**Exercise objective**
The response must restate all of the data word for word.

**Recorded data**
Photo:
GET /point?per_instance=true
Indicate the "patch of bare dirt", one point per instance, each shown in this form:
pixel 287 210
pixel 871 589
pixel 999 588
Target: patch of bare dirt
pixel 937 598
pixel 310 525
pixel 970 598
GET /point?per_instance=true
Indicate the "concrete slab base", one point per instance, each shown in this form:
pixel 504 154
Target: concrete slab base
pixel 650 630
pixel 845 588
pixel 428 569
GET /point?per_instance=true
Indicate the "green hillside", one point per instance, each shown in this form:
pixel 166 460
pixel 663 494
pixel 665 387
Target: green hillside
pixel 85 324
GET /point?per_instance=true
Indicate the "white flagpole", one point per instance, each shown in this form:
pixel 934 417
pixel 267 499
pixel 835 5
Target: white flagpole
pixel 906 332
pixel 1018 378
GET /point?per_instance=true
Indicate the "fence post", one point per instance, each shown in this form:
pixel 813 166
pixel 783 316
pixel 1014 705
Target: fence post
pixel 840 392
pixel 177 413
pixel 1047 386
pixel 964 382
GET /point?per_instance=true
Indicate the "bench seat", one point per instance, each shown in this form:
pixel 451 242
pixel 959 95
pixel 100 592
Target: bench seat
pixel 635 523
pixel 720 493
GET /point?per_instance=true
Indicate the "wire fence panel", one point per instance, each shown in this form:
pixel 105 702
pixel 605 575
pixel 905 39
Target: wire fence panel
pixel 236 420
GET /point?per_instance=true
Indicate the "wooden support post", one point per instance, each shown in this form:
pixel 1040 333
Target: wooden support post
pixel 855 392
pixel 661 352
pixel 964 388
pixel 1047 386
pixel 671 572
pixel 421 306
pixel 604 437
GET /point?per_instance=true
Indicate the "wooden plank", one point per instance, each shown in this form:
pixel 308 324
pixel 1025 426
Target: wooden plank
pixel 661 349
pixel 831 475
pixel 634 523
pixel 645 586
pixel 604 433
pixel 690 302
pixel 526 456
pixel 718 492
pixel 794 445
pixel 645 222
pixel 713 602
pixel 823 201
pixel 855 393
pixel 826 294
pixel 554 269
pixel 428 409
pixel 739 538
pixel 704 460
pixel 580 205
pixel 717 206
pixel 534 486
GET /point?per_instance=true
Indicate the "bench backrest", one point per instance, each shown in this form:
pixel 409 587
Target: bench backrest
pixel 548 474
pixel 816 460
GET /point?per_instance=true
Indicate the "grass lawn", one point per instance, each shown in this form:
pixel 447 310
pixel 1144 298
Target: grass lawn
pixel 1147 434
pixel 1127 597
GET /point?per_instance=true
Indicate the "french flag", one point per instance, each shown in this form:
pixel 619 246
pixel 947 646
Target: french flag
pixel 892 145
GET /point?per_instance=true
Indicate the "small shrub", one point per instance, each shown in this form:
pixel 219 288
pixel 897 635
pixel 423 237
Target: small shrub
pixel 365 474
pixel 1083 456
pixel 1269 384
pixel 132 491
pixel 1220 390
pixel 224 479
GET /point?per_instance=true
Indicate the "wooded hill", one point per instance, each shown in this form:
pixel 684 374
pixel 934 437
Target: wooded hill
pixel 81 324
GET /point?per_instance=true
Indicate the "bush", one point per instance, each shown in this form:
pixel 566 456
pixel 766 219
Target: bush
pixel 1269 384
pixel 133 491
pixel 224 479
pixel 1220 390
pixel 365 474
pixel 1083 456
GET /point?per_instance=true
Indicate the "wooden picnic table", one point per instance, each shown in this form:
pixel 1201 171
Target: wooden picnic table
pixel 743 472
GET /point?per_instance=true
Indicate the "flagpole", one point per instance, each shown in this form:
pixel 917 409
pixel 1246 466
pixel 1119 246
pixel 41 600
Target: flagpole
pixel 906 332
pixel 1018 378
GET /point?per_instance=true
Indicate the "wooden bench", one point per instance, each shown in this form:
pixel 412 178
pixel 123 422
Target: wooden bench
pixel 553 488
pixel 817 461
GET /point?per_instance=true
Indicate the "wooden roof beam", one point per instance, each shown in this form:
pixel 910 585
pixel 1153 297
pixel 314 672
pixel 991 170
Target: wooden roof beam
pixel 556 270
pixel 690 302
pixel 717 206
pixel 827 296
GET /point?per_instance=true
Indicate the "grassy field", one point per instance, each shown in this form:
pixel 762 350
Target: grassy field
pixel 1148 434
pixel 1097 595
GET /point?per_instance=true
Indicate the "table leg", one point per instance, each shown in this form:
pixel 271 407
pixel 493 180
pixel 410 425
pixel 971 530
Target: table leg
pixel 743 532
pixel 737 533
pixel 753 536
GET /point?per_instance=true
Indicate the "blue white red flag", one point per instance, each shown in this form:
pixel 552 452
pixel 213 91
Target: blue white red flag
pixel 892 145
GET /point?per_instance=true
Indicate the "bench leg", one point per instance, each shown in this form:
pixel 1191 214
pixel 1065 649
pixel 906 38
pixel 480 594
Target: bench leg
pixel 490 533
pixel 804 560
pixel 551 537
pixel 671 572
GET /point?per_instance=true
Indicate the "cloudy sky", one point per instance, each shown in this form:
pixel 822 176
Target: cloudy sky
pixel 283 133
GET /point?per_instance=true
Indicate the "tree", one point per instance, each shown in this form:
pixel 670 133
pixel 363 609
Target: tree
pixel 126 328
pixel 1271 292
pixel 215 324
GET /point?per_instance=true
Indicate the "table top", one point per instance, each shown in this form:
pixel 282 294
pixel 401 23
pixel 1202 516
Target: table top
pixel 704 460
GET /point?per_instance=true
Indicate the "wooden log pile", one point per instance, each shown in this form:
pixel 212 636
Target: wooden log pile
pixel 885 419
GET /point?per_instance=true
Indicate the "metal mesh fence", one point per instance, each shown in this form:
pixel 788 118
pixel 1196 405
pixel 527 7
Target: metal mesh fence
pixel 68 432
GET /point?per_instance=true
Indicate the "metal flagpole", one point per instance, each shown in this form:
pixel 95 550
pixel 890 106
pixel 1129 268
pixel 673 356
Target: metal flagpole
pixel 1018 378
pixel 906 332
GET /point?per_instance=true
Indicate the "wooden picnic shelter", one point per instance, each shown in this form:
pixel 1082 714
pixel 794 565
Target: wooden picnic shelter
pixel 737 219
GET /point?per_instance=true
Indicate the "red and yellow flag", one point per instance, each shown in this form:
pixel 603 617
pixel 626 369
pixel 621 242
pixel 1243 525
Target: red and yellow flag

**The answer**
Photo:
GET /point?per_instance=true
Indicate the "patch of bare dirt", one point per instance, each shown in this form:
pixel 287 210
pixel 871 589
pixel 999 588
Target: patch of bare dirt
pixel 937 598
pixel 310 525
pixel 970 598
GET /point?per_instance=true
Indicate the "concrete slab base", one point per instance, each shown in this form:
pixel 504 154
Target: concrete slab base
pixel 650 630
pixel 845 588
pixel 428 569
GET /point?per_instance=true
Indicate the "green hillside", one point per instance, each shown in this form:
pixel 166 460
pixel 663 494
pixel 665 387
Target: green hillside
pixel 85 324
GET /point?per_instance=true
Indicate the "white flagpole", one point per instance, each shown in this form:
pixel 934 417
pixel 267 499
pixel 835 5
Target: white flagpole
pixel 906 332
pixel 1018 378
GET /point?per_instance=true
Indicate the "fence post", one point per instance, each shown in this form:
pixel 813 166
pixel 783 316
pixel 1014 705
Target: fence post
pixel 840 392
pixel 177 413
pixel 1047 386
pixel 964 382
GET /point?per_instance=true
Indicate the "bench seat", one point per instance, each shown in this form:
pixel 451 242
pixel 959 95
pixel 100 592
Target: bench seat
pixel 635 523
pixel 720 493
GET /point?per_instance=true
Indicate the "wire fence panel", one point per instance, each shown in this form:
pixel 105 702
pixel 605 575
pixel 905 39
Target: wire fence panel
pixel 236 420
GET /point?per_instance=true
Indicate the "wooden support post", one point per instance, each shown in this form:
pixel 1040 333
Target: wooden support post
pixel 855 392
pixel 661 352
pixel 964 388
pixel 1047 386
pixel 671 572
pixel 421 306
pixel 604 437
GET /point?per_instance=true
Indicate the "wooden plank", one point per instance, each shown in this form:
pixel 308 324
pixel 1025 426
Target: wooden plank
pixel 661 349
pixel 831 475
pixel 634 523
pixel 645 586
pixel 604 433
pixel 690 302
pixel 526 456
pixel 718 492
pixel 794 445
pixel 645 222
pixel 713 602
pixel 823 201
pixel 855 393
pixel 826 294
pixel 554 269
pixel 428 409
pixel 739 538
pixel 704 460
pixel 580 205
pixel 717 206
pixel 534 486
GET /point?per_instance=true
Indicate the "bench backrest", one point per instance, each shown in this form:
pixel 409 587
Target: bench backrest
pixel 548 474
pixel 816 460
GET /point?per_instance=true
Indicate the "grass lawn", one point per instance, each shown in this form:
pixel 447 310
pixel 1144 298
Target: grass lawn
pixel 1147 434
pixel 1127 597
GET /point?per_instance=true
Indicate the "french flag", one point per instance, each shown in this form:
pixel 619 246
pixel 947 646
Target: french flag
pixel 892 145
GET /point?per_instance=true
Indicate the "small shrub", one point per instance, each shown in this form:
pixel 219 288
pixel 897 635
pixel 423 237
Target: small shrub
pixel 365 474
pixel 1083 456
pixel 1269 384
pixel 132 491
pixel 1220 390
pixel 224 479
GET /point?per_instance=true
Indicate the "wooded hill", one point per instance, each shown in this form:
pixel 684 374
pixel 934 437
Target: wooded hill
pixel 81 324
GET /point?per_instance=true
Indicate the "bush", one point per instance, each shown in this form:
pixel 566 456
pixel 766 219
Target: bush
pixel 1269 384
pixel 133 491
pixel 224 479
pixel 1220 390
pixel 365 474
pixel 1083 456
GET /point?per_instance=true
Indicate the "wooden picnic table", one point per instance, each shown in this form:
pixel 1201 171
Target: wooden picnic table
pixel 743 472
GET /point?per_instance=true
Indicate the "flagpole", one point per instance, each shown in this form:
pixel 917 409
pixel 1246 466
pixel 1119 246
pixel 41 600
Target: flagpole
pixel 906 332
pixel 1018 378
GET /point?per_instance=true
Indicate the "wooden bench", one point per instance, each shown in this form:
pixel 412 178
pixel 123 422
Target: wooden bench
pixel 553 488
pixel 817 461
GET /point?per_instance=true
Indicate the "wooden roof beam", one point per instance, each shown in this form:
pixel 910 585
pixel 1153 297
pixel 314 672
pixel 991 170
Target: wooden roof beam
pixel 556 270
pixel 690 302
pixel 717 206
pixel 827 296
GET /point?per_instance=true
Indicate the "grassy field", one point per instance, each shown in this form:
pixel 762 350
Target: grassy field
pixel 1148 434
pixel 1097 595
GET /point?per_instance=true
Indicate the "table leg", one point per instance, each shown in this form:
pixel 271 407
pixel 493 180
pixel 410 425
pixel 971 530
Target: table leg
pixel 743 532
pixel 737 533
pixel 753 536
GET /point?per_instance=true
Indicate the "blue white red flag", one point per instance, each shown in this form:
pixel 552 452
pixel 213 91
Target: blue white red flag
pixel 892 145
GET /point?per_instance=true
Indicate the "bench leg", one point per instance, each shown in this form:
pixel 1191 214
pixel 1065 649
pixel 906 38
pixel 480 594
Target: bench leg
pixel 490 533
pixel 804 560
pixel 551 537
pixel 671 572
GET /point?per_instance=true
Indicate the "cloudy sky", one point per instance, each shown in this form:
pixel 822 176
Target: cloudy sky
pixel 283 133
GET /point?per_instance=true
Indicate the "tree", one point per instance, each shown in this form:
pixel 670 133
pixel 363 609
Target: tree
pixel 126 328
pixel 1271 292
pixel 215 324
GET /point?per_instance=true
Indicate the "table top", one point per instance, each shown in this form:
pixel 282 294
pixel 401 23
pixel 1202 516
Target: table top
pixel 704 460
GET /point?per_instance=true
Indicate the "wooden log pile", one point per instance, each shown in this form:
pixel 212 636
Target: wooden log pile
pixel 885 419
GET /point?per_instance=true
Indicate the "metal mesh fence", one point per instance, each shown in this form:
pixel 788 118
pixel 1196 405
pixel 527 7
Target: metal mesh fence
pixel 68 432
GET /point?per_instance=true
Indicate the "metal flagpole", one point per instance, each shown in this form:
pixel 95 550
pixel 890 106
pixel 1129 268
pixel 673 356
Target: metal flagpole
pixel 1018 378
pixel 906 332
GET /point?per_instance=true
Indicate the "wooden picnic shelter", one point per instance, each shown in this form:
pixel 1082 714
pixel 794 565
Target: wooden picnic shelter
pixel 737 219
GET /point?per_instance=true
Indicate the "red and yellow flag", one point per instance, each shown in this form:
pixel 603 617
pixel 626 369
pixel 621 242
pixel 1243 525
Target: red and yellow flag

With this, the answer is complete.